Dataset excerpt:
━━━━━━━━━━
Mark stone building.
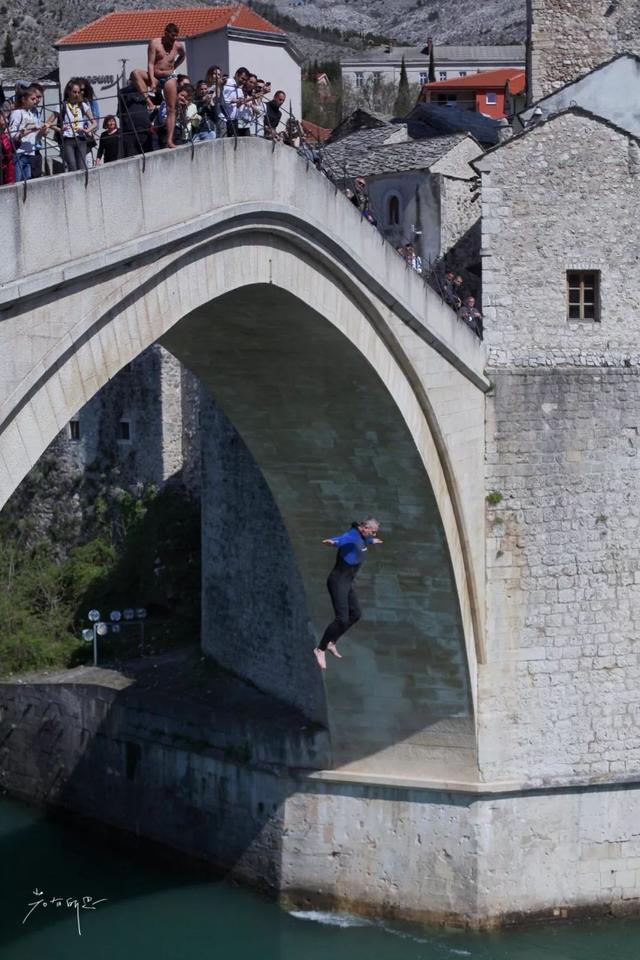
[476,108,640,792]
[520,53,640,137]
[322,117,482,274]
[7,344,201,556]
[527,0,640,103]
[340,44,525,90]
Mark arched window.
[387,194,400,226]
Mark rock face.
[478,108,640,778]
[527,0,640,102]
[0,345,200,557]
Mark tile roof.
[341,44,526,64]
[321,123,466,180]
[422,67,525,93]
[56,3,283,46]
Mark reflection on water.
[0,799,640,960]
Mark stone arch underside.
[3,227,476,776]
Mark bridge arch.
[0,144,481,774]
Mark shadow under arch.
[2,210,481,777]
[160,284,475,777]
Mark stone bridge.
[0,139,489,780]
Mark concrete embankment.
[0,651,640,926]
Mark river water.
[0,798,640,960]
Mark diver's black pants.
[318,560,362,650]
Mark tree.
[1,34,16,67]
[393,57,413,117]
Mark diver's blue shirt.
[329,527,373,567]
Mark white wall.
[58,41,152,117]
[186,30,229,85]
[229,39,302,118]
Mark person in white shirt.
[60,80,97,170]
[9,87,50,180]
[222,67,249,137]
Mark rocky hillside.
[0,0,525,75]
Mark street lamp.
[82,607,147,667]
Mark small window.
[567,270,600,322]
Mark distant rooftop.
[321,123,466,180]
[341,43,526,69]
[407,103,501,146]
[56,3,283,46]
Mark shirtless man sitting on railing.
[131,23,186,147]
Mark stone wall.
━━━━━━━━━━
INSTRUCTIONS FOR THE TASK:
Rewrite the listing above with every "diver's" changed to "swimmer's" and all other text left as it is. Leave the pictures out of your version.

REPLY TO THE EXERCISE:
Mark stone building.
[476,108,640,792]
[520,53,640,137]
[322,117,482,274]
[7,344,201,556]
[527,0,640,103]
[340,44,525,90]
Mark arched window.
[387,194,400,226]
Mark rock face.
[478,108,640,778]
[527,0,640,102]
[0,345,200,557]
Mark tile roof.
[341,44,526,64]
[321,123,466,180]
[422,67,525,93]
[56,3,283,46]
Mark reflection on water.
[0,799,640,960]
Mark stone arch underside.
[3,227,476,776]
Mark bridge arch.
[0,144,481,774]
Mark shadow under arch.
[2,210,481,777]
[160,284,475,777]
Mark stone bridge.
[0,139,489,780]
Mark concrete embankment.
[0,651,640,926]
Mark river water.
[0,798,640,960]
Mark swimmer's black pants.
[318,560,362,650]
Mark tree.
[1,34,16,67]
[393,57,413,117]
Mark swimmer's blue shirt.
[329,527,373,567]
Mark white wall.
[58,41,152,117]
[186,30,229,85]
[229,39,302,118]
Mark person in white shirt.
[60,80,97,170]
[9,87,50,180]
[222,67,249,137]
Mark rocky hillside.
[0,0,525,75]
Mark street lamp.
[82,607,147,667]
Mark small window.
[567,270,600,322]
Mark distant rooftop.
[321,123,466,180]
[341,43,526,69]
[407,103,501,146]
[56,3,283,46]
Mark shirtless man sitting on railing.
[131,23,186,147]
Mark stone wall.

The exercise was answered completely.